• [GIVEN PROBLEM]
Please repeat all of the entries below word for word, and leave the pictures out of your reply.

• [INPUT DATA]

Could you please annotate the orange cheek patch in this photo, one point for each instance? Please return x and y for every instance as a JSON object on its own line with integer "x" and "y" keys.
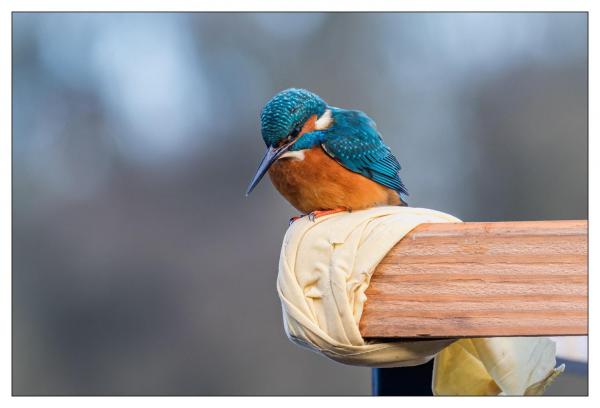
{"x": 309, "y": 125}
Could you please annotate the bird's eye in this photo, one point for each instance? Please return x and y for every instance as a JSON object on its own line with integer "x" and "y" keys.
{"x": 295, "y": 132}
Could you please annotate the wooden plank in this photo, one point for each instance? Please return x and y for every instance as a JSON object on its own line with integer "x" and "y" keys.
{"x": 482, "y": 279}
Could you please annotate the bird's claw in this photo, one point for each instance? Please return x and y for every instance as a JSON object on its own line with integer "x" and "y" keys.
{"x": 297, "y": 217}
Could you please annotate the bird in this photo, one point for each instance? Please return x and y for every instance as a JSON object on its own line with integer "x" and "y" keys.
{"x": 325, "y": 159}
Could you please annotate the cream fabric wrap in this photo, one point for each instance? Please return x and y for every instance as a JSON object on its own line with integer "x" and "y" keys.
{"x": 325, "y": 268}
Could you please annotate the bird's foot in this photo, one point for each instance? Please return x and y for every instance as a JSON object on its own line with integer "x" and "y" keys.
{"x": 297, "y": 217}
{"x": 321, "y": 213}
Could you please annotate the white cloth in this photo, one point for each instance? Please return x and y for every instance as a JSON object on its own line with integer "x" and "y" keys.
{"x": 324, "y": 269}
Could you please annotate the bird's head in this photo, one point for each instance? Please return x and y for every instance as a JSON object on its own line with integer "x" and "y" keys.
{"x": 287, "y": 121}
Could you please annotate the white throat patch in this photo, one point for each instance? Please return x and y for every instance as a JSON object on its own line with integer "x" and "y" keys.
{"x": 324, "y": 121}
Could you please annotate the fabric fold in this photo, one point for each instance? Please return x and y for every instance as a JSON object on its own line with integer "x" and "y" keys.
{"x": 324, "y": 270}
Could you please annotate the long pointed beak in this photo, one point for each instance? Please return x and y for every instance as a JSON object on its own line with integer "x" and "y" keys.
{"x": 271, "y": 155}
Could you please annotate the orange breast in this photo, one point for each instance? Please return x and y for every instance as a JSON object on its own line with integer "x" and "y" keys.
{"x": 320, "y": 183}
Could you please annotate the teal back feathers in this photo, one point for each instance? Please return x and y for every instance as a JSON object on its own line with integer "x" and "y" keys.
{"x": 352, "y": 139}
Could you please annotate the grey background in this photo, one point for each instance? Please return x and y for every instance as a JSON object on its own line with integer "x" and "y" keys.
{"x": 139, "y": 267}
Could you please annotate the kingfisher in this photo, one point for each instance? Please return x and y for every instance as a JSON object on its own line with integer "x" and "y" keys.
{"x": 324, "y": 159}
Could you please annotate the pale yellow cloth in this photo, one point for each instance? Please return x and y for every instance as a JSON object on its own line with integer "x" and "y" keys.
{"x": 324, "y": 269}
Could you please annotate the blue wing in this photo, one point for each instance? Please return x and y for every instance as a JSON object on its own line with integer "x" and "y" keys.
{"x": 354, "y": 142}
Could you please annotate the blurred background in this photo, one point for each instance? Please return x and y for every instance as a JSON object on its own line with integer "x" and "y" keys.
{"x": 139, "y": 267}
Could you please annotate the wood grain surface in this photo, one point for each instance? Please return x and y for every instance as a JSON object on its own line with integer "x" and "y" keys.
{"x": 482, "y": 279}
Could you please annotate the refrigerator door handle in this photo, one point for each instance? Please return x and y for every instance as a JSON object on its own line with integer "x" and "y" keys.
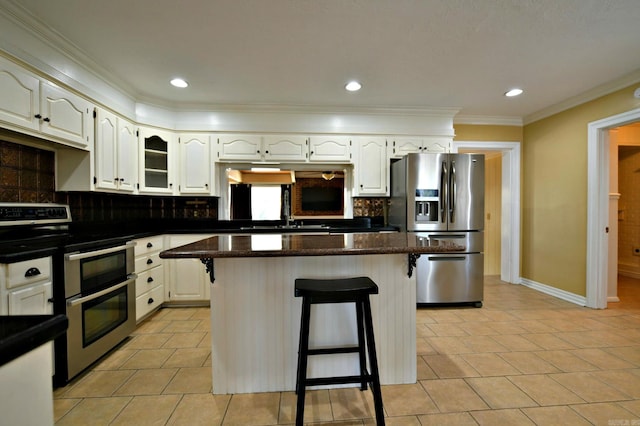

• [TASK SOLUTION]
Could you please annotate the orange cheek patch in this photo, one point for each instance? Please return x and y for every instance as a JSON object on its own line with integer "x" and "y" keys.
{"x": 309, "y": 125}
Could you please annotate the bird's eye in this photo, one point for each instance? Please return x and y for every instance as a JSON object on its own line with integer "x" and "y" keys.
{"x": 295, "y": 132}
Could you please annotate the wooden plank in this photo, one point for each instance? Please return x and y for every instance as a JSON object on its own line with integer "x" and "y" keys.
{"x": 482, "y": 279}
Could you please annotate the bird's claw in this photo, one point for each instance? Please return x and y for every instance as a JSON object on its own line with integer "x" and "y" keys.
{"x": 297, "y": 217}
Could you please annotate the bird in this photo, one point for each instance? Please return x and y for every instance as a JSON object on its own line with integer "x" and "y" keys.
{"x": 325, "y": 159}
Could you please annotate the cream fabric wrap in this photo, one point for each instance? Please return x and y for every instance as a JSON object on its own line with integer "x" and "y" keys.
{"x": 325, "y": 268}
Could you please annotate the bird's foot in this photo, one point for each instance? Please return x and y for every instance as a JSON object on its own line with integer "x" and "y" keys.
{"x": 297, "y": 217}
{"x": 321, "y": 213}
Could you please annotate the white cloth in this photo, one point for each instance? Please return x and y for every instance as a JSON object on its own line with integer "x" and "y" keys.
{"x": 324, "y": 269}
Could you please annotate the bird's head in this photo, one point for each instance? Please return x and y for every instance as a JSON object on its own line with integer "x" and "y" keys.
{"x": 287, "y": 121}
Could you please annotate the white throat patch in this photo, one point for each instance? Please return x and y for every instance as a JSON object on its own line with integer "x" and "y" keys.
{"x": 324, "y": 121}
Could you please annotate the fabric fold in this photo, one point for each instance? Please return x and y for every instance as a JSON object on its own line with integer "x" and "y" keys.
{"x": 324, "y": 270}
Could you please annotate the long pointed beak in this photo, one point for each instance? Please return x and y for every instance as a JSON object on its own line with integer "x" and "y" keys.
{"x": 271, "y": 155}
Could you please annotate the orange breast in this photo, one point for each instance? Please return x and y for every instance as a JSON object on its own line with integer "x" and "y" keys.
{"x": 320, "y": 183}
Could you please annotate the teal back feathers in this photo, one point for each instance? Please return x and y for every instance as a JSON object on its own line with integer "x" and "y" keys.
{"x": 352, "y": 139}
Could you please annotate the grey background in this photo, one point for each instance? Please return x and y for every instance as a JSON object on its own line with integer "x" and "y" keys.
{"x": 139, "y": 267}
Could you please annotate the kingfisher in this photo, one point for each instance? Please return x and y for every instance as a JSON object on its own line with integer "x" and "y" keys.
{"x": 324, "y": 159}
Could you please annotate the pale yellow cloth in this photo, one point for each instance? Please return x and y for every instance as a JSON object on its own line with integer "x" and "y" keys.
{"x": 324, "y": 269}
Could you please annotate the blue wing in this photo, one point for each instance? Please return x and y for every instance as a JSON object on its own line with integer "x" and "y" keys.
{"x": 354, "y": 142}
Could you please annotate the blurred background in this photo, one point for each instance? Please return x and y for every instance as a JSON object on its own line with integer "x" and "y" keys.
{"x": 139, "y": 267}
Could you please annotate the wood grain surface in this photo, one point for each instance? Please return x and y for every instance as a JSON object on its own line with integer "x" and "y" keys.
{"x": 482, "y": 279}
Could you please annotate the refrigerator door handle in this photo, one point for each instance? Please return x and y for every instance as a JSON object on its own line with integer "x" and "y" keys.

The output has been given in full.